▸ **TASK INSTRUCTIONS**:
In the records below, find the line containing "For every instance of the woman in"; copy exactly that line and all lines after it to the end, and nothing else.

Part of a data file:
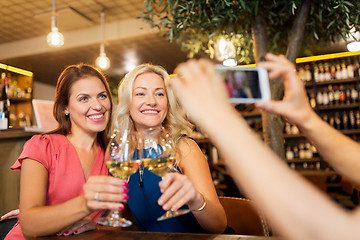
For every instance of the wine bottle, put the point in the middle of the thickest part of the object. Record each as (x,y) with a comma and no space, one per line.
(307,73)
(332,71)
(336,94)
(337,121)
(316,72)
(352,120)
(4,104)
(345,121)
(344,72)
(354,94)
(327,73)
(338,74)
(325,98)
(289,153)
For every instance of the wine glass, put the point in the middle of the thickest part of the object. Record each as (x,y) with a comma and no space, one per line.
(159,158)
(118,159)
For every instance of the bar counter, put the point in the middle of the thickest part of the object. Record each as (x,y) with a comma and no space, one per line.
(109,233)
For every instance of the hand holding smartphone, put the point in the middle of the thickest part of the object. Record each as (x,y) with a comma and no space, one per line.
(246,84)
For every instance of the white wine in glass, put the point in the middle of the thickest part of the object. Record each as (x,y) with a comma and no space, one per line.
(118,159)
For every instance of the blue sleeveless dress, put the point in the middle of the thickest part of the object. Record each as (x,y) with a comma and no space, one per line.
(144,193)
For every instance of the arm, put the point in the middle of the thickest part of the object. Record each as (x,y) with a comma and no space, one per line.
(295,208)
(185,189)
(37,219)
(337,149)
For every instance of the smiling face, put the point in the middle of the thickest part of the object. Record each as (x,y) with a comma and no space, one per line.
(89,106)
(149,101)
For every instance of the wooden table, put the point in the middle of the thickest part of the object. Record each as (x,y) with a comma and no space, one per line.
(107,233)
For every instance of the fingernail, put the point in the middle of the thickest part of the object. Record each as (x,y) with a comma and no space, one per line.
(125,184)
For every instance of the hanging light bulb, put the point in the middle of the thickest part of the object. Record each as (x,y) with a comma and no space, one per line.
(225,51)
(102,61)
(54,38)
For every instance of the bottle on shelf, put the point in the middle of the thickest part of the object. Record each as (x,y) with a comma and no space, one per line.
(345,121)
(342,96)
(338,73)
(319,98)
(321,73)
(308,151)
(312,100)
(316,72)
(332,71)
(337,121)
(330,94)
(348,96)
(307,73)
(301,150)
(301,72)
(325,97)
(327,74)
(336,94)
(4,104)
(289,153)
(354,94)
(350,68)
(352,121)
(344,71)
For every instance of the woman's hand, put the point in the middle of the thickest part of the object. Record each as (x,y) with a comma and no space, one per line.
(105,192)
(85,224)
(294,106)
(177,190)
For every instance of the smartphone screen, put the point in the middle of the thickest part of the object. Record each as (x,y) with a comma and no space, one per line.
(246,84)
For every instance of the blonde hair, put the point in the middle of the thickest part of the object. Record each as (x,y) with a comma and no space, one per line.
(175,122)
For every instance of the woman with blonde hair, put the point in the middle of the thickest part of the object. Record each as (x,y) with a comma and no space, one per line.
(146,102)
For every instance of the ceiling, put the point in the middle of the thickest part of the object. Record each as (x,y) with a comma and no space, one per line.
(24,25)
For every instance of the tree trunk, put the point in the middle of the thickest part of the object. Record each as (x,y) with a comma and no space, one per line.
(272,124)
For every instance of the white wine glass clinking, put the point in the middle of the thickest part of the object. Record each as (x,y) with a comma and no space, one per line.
(159,158)
(118,159)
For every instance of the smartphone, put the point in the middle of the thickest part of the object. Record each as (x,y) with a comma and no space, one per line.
(246,84)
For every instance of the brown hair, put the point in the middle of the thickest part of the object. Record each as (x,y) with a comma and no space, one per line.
(67,78)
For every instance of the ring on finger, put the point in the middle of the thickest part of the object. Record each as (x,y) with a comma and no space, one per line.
(96,197)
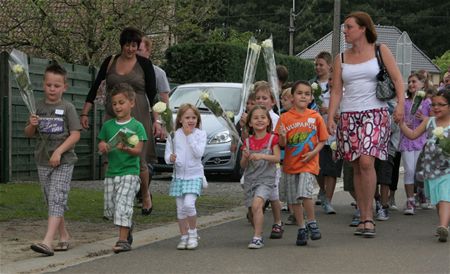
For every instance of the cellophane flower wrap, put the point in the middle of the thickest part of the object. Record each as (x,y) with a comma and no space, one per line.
(124,136)
(226,118)
(442,140)
(19,66)
(271,68)
(251,63)
(317,94)
(417,100)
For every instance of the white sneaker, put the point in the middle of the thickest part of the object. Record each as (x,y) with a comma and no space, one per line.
(183,243)
(192,242)
(410,208)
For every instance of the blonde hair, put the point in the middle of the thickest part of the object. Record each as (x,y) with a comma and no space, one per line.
(264,86)
(182,110)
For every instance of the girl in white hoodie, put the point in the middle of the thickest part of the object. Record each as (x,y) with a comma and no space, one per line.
(189,145)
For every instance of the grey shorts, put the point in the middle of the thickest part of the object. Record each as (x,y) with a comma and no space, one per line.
(298,186)
(329,167)
(262,190)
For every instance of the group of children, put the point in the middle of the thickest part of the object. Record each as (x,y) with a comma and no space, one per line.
(299,134)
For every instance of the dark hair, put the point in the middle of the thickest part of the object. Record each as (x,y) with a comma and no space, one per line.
(56,68)
(182,109)
(420,77)
(249,118)
(363,19)
(444,93)
(300,82)
(125,89)
(282,73)
(129,35)
(325,55)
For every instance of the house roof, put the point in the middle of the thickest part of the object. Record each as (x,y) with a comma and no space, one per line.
(387,35)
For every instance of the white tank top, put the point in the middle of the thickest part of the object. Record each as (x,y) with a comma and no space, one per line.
(359,86)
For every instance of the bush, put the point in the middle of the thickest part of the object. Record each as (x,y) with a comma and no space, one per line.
(221,62)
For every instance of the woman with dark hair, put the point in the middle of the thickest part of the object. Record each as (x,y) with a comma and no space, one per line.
(364,127)
(128,67)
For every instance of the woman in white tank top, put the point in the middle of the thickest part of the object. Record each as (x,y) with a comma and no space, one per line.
(364,127)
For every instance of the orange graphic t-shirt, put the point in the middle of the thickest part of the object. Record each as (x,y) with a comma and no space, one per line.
(303,132)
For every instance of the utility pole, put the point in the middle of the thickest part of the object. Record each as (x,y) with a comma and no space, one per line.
(291,29)
(336,38)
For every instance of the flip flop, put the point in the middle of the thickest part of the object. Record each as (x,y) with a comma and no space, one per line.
(121,246)
(62,246)
(42,248)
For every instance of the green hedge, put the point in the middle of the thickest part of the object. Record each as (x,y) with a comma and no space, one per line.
(220,62)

▸ **SOLVED PROBLEM**:
For every instance of the woman in white tank top, put the point in the middle of the thickest part of the object. Record each as (x,y) with a comma and no space, one per line.
(364,127)
For every instance of the orange graphic t-shirt, put the point in the middle of the thickest part of the object. Record each as (x,y) with a comma and no space, one per line.
(303,132)
For every instance of the utility pole, put the point in the middle of the thickest part of the object. Record each as (x,y) with a comma and no space, one per line.
(291,29)
(336,38)
For every instance of the flip flop, put the point in the middle of the thickest part of the object. Record each as (x,y) with a comma and no space, one per line.
(121,246)
(62,246)
(42,248)
For every instance of the green hedge, put the point in the middle of the thickest part of the object. Record each as (x,y) with a comma and no space, one per line.
(220,62)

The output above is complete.